Quoted text —
Location
- 505 Panther Drive Geneva, Alabama 36340 United States
- 31°02′38″N 85°52′45″W﻿ / ﻿31.043779°N 85.879247°W

Information
- Type: Public
- School district: Geneva City Schools
- CEEB code: 011220
- NCES School ID: 010164000567
- Principal: Michael Crews
- Teaching staff: 22.52 (on an FTE basis)
- Grades: 9–12
- Enrollment: 369 (2024–25)
- Student to teacher ratio: 16.39
- Colors: Black and gold
- Fight song: Let's Go Black Panthers
- Athletics conference: Alabama High School Athletic Association
- Mascot: PePe
- Team name: Panthers
- Yearbook: Genala Memories
- Website: ghs.gck12.com

= Geneva High School (Alabama) =

Public high school located in Geneva, Alabama U.S.

Geneva High School is a public secondary school located in Geneva, Alabama. It is the only high school in the Geneva City School District. Athletic teams are known as the Panthers, and they compete in the Alabama High School Athletic Association.

Recorded information —

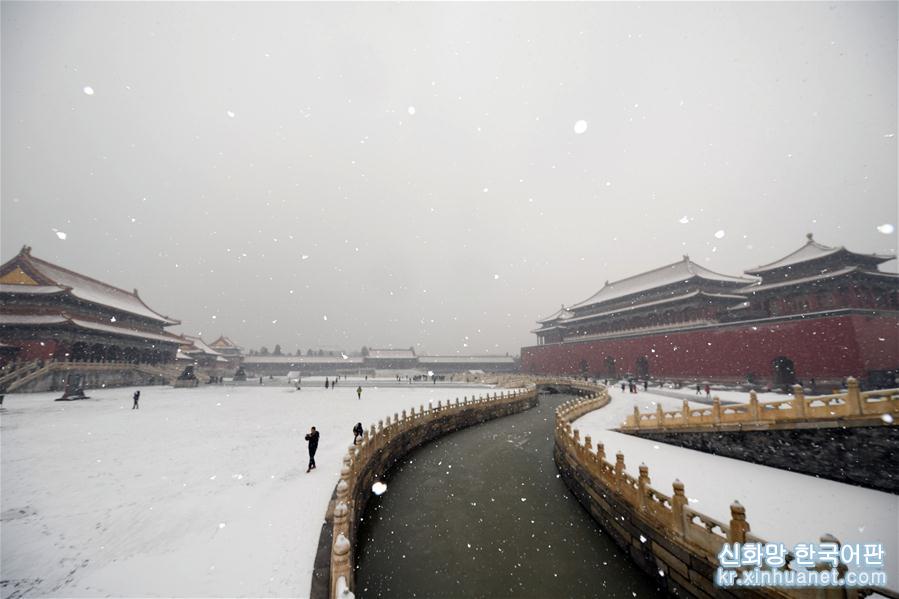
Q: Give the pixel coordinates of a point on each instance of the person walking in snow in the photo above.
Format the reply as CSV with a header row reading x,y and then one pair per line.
x,y
312,438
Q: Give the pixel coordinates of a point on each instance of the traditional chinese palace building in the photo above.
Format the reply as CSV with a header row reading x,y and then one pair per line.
x,y
50,312
820,312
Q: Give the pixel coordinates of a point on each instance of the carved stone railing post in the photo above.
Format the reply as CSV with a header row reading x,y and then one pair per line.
x,y
799,401
738,527
854,398
678,502
643,485
340,561
619,470
753,406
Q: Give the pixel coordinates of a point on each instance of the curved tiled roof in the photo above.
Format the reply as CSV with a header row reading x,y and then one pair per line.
x,y
812,250
680,271
88,289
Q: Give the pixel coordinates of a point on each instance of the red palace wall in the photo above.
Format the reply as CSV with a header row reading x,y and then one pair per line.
x,y
826,348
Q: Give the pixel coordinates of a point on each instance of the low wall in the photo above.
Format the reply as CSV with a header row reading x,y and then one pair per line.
x,y
671,542
831,450
370,461
96,376
850,406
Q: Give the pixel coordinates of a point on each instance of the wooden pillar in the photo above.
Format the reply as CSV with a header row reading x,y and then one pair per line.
x,y
854,397
798,402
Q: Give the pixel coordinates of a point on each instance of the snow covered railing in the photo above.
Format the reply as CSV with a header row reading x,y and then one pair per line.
x,y
381,445
853,404
691,531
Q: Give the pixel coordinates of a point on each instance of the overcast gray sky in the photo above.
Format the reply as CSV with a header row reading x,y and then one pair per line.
x,y
257,169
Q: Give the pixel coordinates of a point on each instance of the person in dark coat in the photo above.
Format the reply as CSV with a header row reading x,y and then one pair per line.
x,y
312,438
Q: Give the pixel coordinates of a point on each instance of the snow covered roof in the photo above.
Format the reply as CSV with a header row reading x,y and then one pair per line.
x,y
681,271
198,345
466,360
107,328
223,342
812,250
31,289
301,360
821,277
385,354
31,319
82,287
561,314
667,300
64,319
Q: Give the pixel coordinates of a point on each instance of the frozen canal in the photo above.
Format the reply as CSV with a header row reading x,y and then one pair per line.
x,y
202,492
482,513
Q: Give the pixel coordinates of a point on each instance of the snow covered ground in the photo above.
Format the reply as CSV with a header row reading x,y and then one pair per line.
x,y
202,492
780,506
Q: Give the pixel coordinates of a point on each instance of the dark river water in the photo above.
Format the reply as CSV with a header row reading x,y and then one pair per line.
x,y
483,513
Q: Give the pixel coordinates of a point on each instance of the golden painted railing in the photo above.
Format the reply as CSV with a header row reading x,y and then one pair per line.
x,y
852,404
692,530
358,457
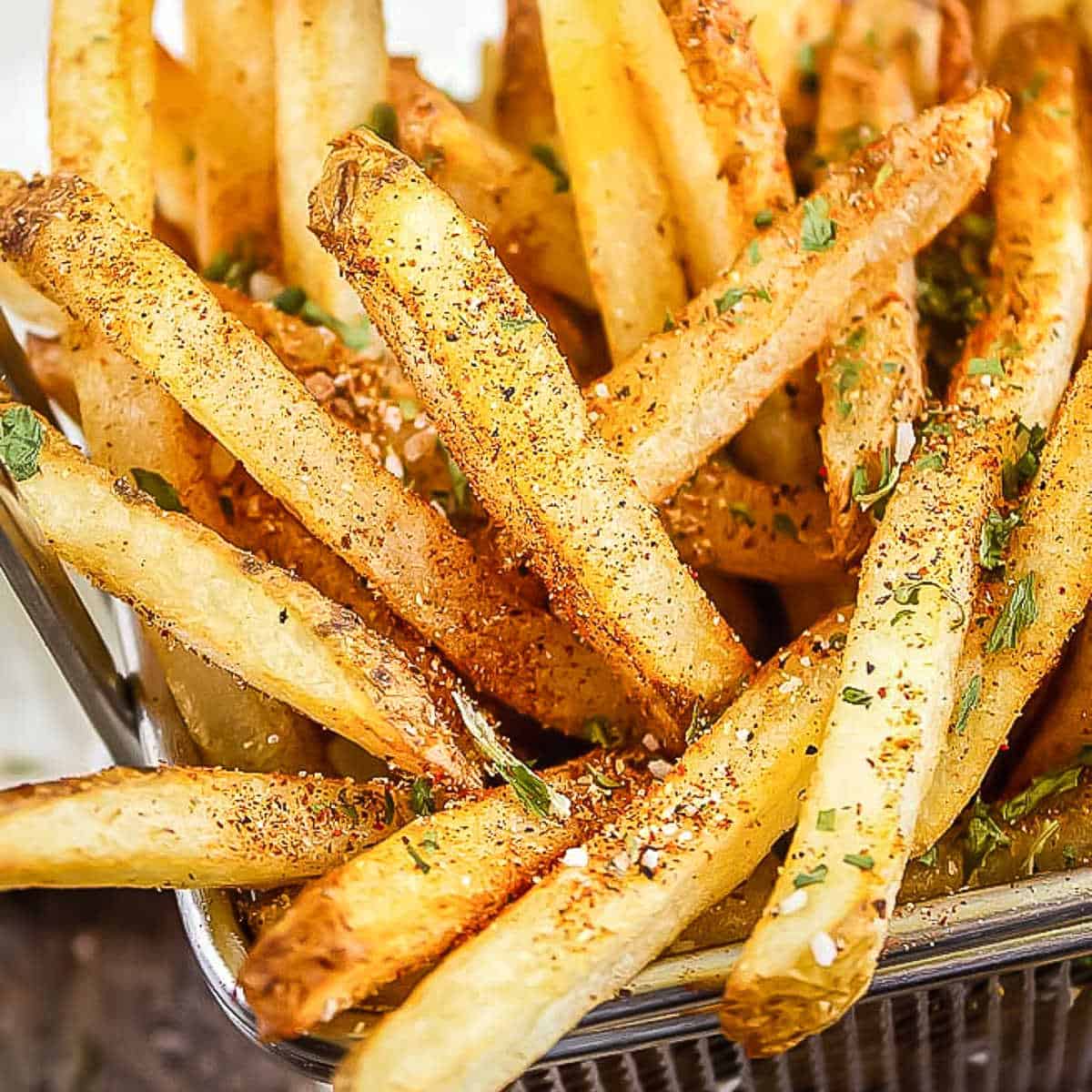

Requirement A — From the Geneva High School page, quote everything from "Public high school" up to and including "School Athletic Association.".
Requirement B — Continue the Geneva High School page from its last sentence.
The rows have nothing to do with the Geneva High School page.

Reply A —
Public high school located in Geneva, Alabama U.S.

Geneva High School is a public secondary school located in Geneva, Alabama. It is the only high school in the Geneva City School District. Athletic teams are known as the Panthers, and they compete in the Alabama High School Athletic Association.

Reply B —
== Academics ==
In 2000, Geneva High School student David N. Simmons was selected as a Presidential Scholar.

== Athletics ==
Geneva High School currently offers:

- Baseball
- Basketball
- Bass fishing
- Cheerleading
- Cross country
- Golf
- Football
- Softball
- Track and field
- Volleyball

=== AHSAA state championships ===

- Boys' track and field 1987, 1988, 1989
- Girls' slow-pitch softball 1999, 2000, 2001

=== Individual state championships ===
In 1975, Eddie Brooks won the Division 3A state championship for the 3-mile cross country. In 2000, Tommy Casey won the Division 4A golf state championship.

== Notable alumni ==
- Albert A. Carmichael, former lieutenant governor of Alabama (1939–1943)
- Early Wynn, former professional baseball player in the Major League Baseball (MLB)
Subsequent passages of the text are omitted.